GOAL> With the pictures omitted, write out the entries that follow exactly as they stand.

==== SUPPLIED INFORMATION

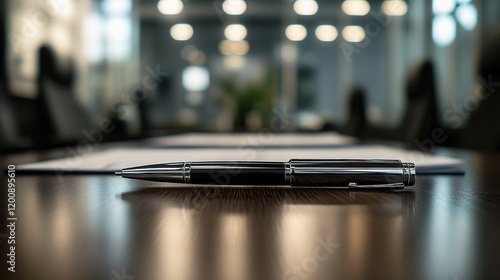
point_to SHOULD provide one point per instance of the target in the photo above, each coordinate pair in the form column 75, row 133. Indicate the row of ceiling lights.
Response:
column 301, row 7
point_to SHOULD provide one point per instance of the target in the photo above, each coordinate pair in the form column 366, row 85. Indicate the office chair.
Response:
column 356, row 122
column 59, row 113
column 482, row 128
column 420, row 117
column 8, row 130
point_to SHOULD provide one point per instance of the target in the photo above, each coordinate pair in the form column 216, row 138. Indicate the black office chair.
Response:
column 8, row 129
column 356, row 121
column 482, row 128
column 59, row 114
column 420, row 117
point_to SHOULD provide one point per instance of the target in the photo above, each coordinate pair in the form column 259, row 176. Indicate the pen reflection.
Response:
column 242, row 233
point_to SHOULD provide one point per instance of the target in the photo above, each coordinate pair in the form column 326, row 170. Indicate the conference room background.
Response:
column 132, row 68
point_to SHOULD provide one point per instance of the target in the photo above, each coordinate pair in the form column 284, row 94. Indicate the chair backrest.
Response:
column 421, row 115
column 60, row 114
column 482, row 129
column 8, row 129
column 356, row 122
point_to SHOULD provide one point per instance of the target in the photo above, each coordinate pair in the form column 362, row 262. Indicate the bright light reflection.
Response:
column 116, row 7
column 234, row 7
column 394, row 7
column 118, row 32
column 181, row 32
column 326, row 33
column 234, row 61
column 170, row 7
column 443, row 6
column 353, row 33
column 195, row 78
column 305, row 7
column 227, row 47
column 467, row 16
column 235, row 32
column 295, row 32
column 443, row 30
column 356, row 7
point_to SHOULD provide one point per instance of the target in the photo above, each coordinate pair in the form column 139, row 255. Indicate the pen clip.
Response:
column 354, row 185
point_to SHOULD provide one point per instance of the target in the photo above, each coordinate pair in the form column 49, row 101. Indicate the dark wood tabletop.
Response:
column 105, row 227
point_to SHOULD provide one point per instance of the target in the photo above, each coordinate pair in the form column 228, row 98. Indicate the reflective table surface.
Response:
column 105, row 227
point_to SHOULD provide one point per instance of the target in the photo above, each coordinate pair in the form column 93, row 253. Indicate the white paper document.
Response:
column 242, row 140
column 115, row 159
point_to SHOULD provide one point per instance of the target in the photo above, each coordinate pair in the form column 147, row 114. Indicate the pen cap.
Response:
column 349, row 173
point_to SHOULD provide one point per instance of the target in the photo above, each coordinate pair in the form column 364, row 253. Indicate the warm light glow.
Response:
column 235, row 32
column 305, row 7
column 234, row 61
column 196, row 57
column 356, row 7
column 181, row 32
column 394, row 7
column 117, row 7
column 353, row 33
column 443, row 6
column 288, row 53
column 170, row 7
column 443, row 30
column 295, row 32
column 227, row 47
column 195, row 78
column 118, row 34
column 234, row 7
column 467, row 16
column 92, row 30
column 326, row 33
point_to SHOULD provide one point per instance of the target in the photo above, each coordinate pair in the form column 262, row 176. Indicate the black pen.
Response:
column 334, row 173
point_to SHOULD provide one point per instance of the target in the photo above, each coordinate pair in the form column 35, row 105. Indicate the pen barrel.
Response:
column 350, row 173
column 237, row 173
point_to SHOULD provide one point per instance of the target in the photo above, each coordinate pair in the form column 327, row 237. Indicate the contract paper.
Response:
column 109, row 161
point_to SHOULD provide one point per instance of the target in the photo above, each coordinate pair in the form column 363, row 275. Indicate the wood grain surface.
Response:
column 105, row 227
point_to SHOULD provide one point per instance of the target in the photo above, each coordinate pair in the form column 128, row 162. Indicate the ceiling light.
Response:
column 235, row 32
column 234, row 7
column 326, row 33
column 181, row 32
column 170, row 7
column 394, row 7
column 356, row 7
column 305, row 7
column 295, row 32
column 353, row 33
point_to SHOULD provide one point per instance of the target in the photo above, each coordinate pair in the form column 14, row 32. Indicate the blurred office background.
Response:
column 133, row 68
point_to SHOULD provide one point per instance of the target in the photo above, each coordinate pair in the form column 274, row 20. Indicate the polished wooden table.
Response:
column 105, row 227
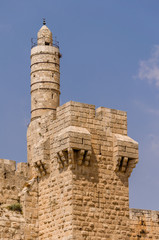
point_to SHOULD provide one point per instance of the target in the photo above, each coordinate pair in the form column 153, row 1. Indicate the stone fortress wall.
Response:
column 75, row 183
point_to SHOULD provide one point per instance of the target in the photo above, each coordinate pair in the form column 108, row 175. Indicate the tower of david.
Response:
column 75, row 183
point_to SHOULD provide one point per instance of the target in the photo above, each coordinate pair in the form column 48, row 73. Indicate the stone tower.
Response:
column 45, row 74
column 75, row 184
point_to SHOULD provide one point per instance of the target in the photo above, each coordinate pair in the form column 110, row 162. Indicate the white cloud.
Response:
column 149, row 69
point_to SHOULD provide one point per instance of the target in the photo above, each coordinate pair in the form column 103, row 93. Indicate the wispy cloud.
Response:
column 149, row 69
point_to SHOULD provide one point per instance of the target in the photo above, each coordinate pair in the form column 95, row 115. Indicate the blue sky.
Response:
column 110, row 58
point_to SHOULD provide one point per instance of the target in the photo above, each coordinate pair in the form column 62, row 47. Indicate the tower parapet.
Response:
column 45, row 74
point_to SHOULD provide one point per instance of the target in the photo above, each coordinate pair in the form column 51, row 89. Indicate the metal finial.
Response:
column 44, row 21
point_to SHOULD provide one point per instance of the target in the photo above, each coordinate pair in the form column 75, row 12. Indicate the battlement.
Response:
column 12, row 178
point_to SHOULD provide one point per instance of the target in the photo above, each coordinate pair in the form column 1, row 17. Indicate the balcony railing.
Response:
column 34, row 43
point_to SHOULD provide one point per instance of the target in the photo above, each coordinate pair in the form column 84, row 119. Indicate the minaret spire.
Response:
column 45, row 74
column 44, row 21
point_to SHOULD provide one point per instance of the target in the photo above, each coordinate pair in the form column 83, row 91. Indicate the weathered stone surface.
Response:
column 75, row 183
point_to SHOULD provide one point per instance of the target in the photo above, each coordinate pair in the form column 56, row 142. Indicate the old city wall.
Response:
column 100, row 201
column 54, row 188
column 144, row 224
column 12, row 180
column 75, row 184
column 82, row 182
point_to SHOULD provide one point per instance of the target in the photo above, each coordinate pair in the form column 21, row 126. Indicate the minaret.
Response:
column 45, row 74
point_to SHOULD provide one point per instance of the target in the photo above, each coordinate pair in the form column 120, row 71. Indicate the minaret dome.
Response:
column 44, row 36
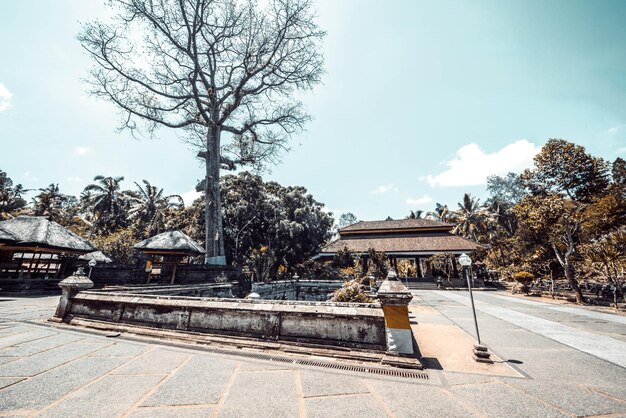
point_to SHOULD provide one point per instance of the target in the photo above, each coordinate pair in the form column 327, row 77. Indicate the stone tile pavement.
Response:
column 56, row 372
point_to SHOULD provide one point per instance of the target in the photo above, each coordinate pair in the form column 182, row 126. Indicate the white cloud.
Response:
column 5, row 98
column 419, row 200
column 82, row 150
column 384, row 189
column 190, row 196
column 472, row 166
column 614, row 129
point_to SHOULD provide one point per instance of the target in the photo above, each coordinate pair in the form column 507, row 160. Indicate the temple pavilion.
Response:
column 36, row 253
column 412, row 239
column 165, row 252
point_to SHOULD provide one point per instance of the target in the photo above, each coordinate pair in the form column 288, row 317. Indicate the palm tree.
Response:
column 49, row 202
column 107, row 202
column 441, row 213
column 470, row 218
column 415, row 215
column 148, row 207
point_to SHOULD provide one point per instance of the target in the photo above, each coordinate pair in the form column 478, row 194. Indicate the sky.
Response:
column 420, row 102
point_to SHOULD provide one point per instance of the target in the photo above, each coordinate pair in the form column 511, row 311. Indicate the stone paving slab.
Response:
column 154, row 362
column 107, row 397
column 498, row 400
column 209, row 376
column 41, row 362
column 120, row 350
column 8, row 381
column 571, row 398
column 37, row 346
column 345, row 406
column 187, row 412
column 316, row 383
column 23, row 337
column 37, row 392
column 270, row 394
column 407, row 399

========

EXERCISE SOLUTION>
point_to SHOULD provide one point per instance of the target in the photo above, each coordinate pair in the form column 75, row 133. Indicate the row of ceiling lights.
Response:
column 301, row 7
point_to SHOULD provide one point per instance of the target in the photo above, each coordinate pair in the form column 366, row 85. Indicate the office chair.
Response:
column 356, row 122
column 59, row 113
column 482, row 128
column 420, row 117
column 8, row 130
point_to SHOULD provide one point per instance of the target in the photo above, each coordinate pair in the form column 216, row 138. Indicate the black office chair.
Response:
column 8, row 129
column 356, row 121
column 482, row 128
column 59, row 114
column 420, row 117
point_to SHOULD provide one point per instance of the target in the photo above, each coordinate pair in the form column 259, row 176. Indicate the pen reflection.
Response:
column 242, row 233
point_to SHOULD provide one point per instance of the target in the photo above, each coordinate pair in the form column 326, row 170. Indicate the conference room background.
Response:
column 132, row 68
point_to SHOULD provide one point per instance of the target in the photo above, each coordinate pair in the form column 284, row 94. Indicate the chair backrest.
Response:
column 421, row 115
column 60, row 114
column 482, row 129
column 8, row 129
column 356, row 122
point_to SHOULD provide one point per instance of the target in the photo above, each coordinate pair in the form column 362, row 262. Indicate the bright light reflection.
Response:
column 116, row 7
column 234, row 7
column 394, row 7
column 118, row 32
column 181, row 32
column 326, row 33
column 234, row 61
column 170, row 7
column 443, row 6
column 353, row 33
column 195, row 78
column 305, row 7
column 227, row 47
column 467, row 16
column 235, row 32
column 295, row 32
column 443, row 30
column 356, row 7
point_to SHOULD provide one point per instance of the target in the photo above, each coordinate pair in the form column 139, row 255. Indicate the pen clip.
Response:
column 354, row 185
point_to SHOULD provide one point per instance of the target in the photo above, each coordinate pair in the form column 49, row 101. Indicate the dark wood tabletop.
Response:
column 105, row 227
point_to SHOULD provide one point per instance of the target in the photo above, each coordinate pair in the form column 228, row 98. Indicate the reflective table surface.
Response:
column 105, row 227
point_to SHOULD provide one point per instance of the target in the photo above, each coordinate pair in the form column 93, row 253. Indicate the white paper document.
Response:
column 242, row 140
column 115, row 159
point_to SHOULD provide one point per instance of the target in the photo above, each coordinate pair in the form column 147, row 114. Indicate the pen cap.
Response:
column 349, row 173
point_to SHOULD provide one point per instance of the target in the photo above, each coordinate pair in the form column 364, row 253. Indicate the warm light glow.
Response:
column 235, row 32
column 305, row 7
column 234, row 61
column 196, row 57
column 356, row 7
column 181, row 32
column 394, row 7
column 117, row 7
column 353, row 33
column 443, row 6
column 288, row 53
column 170, row 7
column 443, row 30
column 295, row 32
column 227, row 47
column 195, row 78
column 118, row 34
column 234, row 7
column 467, row 16
column 92, row 30
column 326, row 33
point_to SHOULD provide one point per instance of the target in the photo above, each coordinate pair in the form column 262, row 176. Indicate the black pen.
Response:
column 334, row 173
point_to SHOULD provide one point per instance of the target in the photo above, each coordinate pair in the form column 35, row 105. Indicate the pen barrel.
Response:
column 350, row 173
column 237, row 173
point_to SHOULD provide one point per instance of the target in the photo above, each coordinate pair in the form column 327, row 237. Indicate the contract paper.
Response:
column 109, row 161
point_to SHOULD provide one point per instance of the target in the photo above, each coordinate pair in the form column 363, row 275. Indicate the wood grain surface.
Response:
column 105, row 227
point_to SHOULD provide one point per instance of the target in the photo above, each coordinate pair in the form column 128, row 162. Indicate the ceiling light.
Response:
column 235, row 32
column 234, row 7
column 326, row 33
column 181, row 32
column 170, row 7
column 394, row 7
column 356, row 7
column 305, row 7
column 295, row 32
column 353, row 33
point_to SHOULD provide one point per instance of the target in the photo above, each coordinate pair in the form column 14, row 32. Indicate the blurred office background.
Response:
column 133, row 68
point_to SHOULD provide one point per instance of the target in the photo above, each coordinate pair in the form column 274, row 20. Indicate the polished wooden table.
Response:
column 105, row 227
point_to SHOULD provide one point per instance of the target in the photo above, each coordinate pair in the form column 153, row 1. Indicate the stone fortress wall.
Response:
column 75, row 183
point_to SHOULD provide one point per instance of the target in the photo above, each coordinate pair in the form column 108, row 175. Indicate the tower of david.
Response:
column 75, row 183
point_to SHOULD provide one point per instance of the target in the photo above, each coordinate pair in the form column 48, row 73. Indicate the stone tower.
Response:
column 45, row 74
column 75, row 184
point_to SHOULD provide one point per instance of the target in the photo above, each coordinate pair in the form column 110, row 162. Indicate the white cloud.
Response:
column 149, row 69
point_to SHOULD provide one point per instance of the target in the photo above, each coordinate pair in the form column 103, row 93. Indicate the wispy cloud.
Response:
column 149, row 69
point_to SHOULD provide one point per instance of the target in the photo above, each coordinate pair in the form column 95, row 115. Indicate the blue sky.
Response:
column 110, row 58
point_to SHOULD provide one point per instance of the target in the photo above, each coordinate pair in the form column 62, row 47. Indicate the tower parapet.
Response:
column 45, row 74
point_to SHOULD provide one point per instance of the target in the photo above, each coordinate pair in the form column 51, row 89. Indicate the metal finial.
Response:
column 44, row 21
point_to SHOULD provide one point per instance of the target in the photo above, each coordinate pair in the form column 75, row 12. Indicate the battlement.
Response:
column 12, row 178
point_to SHOULD provide one point per instance of the target in the photo above, each coordinate pair in the form column 1, row 17. Indicate the balcony railing.
Response:
column 34, row 43
point_to SHOULD provide one point per instance of the target in the photo above, each coordinate pair in the form column 84, row 119. Indicate the minaret spire.
Response:
column 45, row 74
column 44, row 21
point_to SHOULD provide one point per instance of the target in the photo above, each coordinate pair in the form column 83, row 91. Indicate the weathered stone surface.
Response:
column 75, row 183
point_to SHOULD provide one point per instance of the target in the photo above, each coordinate pair in the form column 56, row 142. Indicate the old city wall.
Response:
column 100, row 201
column 54, row 188
column 144, row 224
column 12, row 180
column 75, row 184
column 82, row 182
point_to SHOULD provide one point per instance of the target in the photo above, each coordinate pair in the form column 21, row 126. Indicate the minaret.
Response:
column 45, row 74
point_to SHOULD provide one point per instance of the target in the photo above, each coordinate pair in the form column 120, row 71. Indicate the minaret dome.
Response:
column 44, row 36
point_to SHOULD provide one point per instance of the target in the photo above, each coordinate pair in the form column 327, row 77. Indicate the stone tile pavement.
Response:
column 56, row 372
point_to SHOULD provide one point per instance of the target in the photo above, each coordinate pair in the form column 182, row 126. Indicate the white cloud.
Response:
column 5, row 98
column 419, row 200
column 82, row 150
column 384, row 189
column 190, row 196
column 472, row 166
column 614, row 129
point_to SHOULD provide one point per instance of the target in the photo above, each coordinate pair in the form column 507, row 160. Indicate the temple pavilion.
Response:
column 36, row 253
column 412, row 239
column 165, row 252
point_to SHOULD provide one point per instance of the target in the photo above, each coordinate pair in the form column 288, row 317. Indicate the palm tree.
Response:
column 49, row 202
column 107, row 202
column 441, row 213
column 470, row 218
column 415, row 215
column 148, row 207
point_to SHOULD provide one point per instance of the target in the photo above, each coordinate pair in the form column 478, row 194. Indicate the sky.
Response:
column 420, row 102
point_to SHOULD provide one point per instance of the target in the photo above, each coordinate pair in the form column 511, row 311. Indicate the stone paving slab.
Response:
column 154, row 362
column 107, row 397
column 498, row 400
column 209, row 376
column 41, row 362
column 120, row 350
column 8, row 381
column 571, row 398
column 37, row 346
column 345, row 406
column 187, row 412
column 316, row 383
column 23, row 337
column 37, row 392
column 270, row 394
column 407, row 399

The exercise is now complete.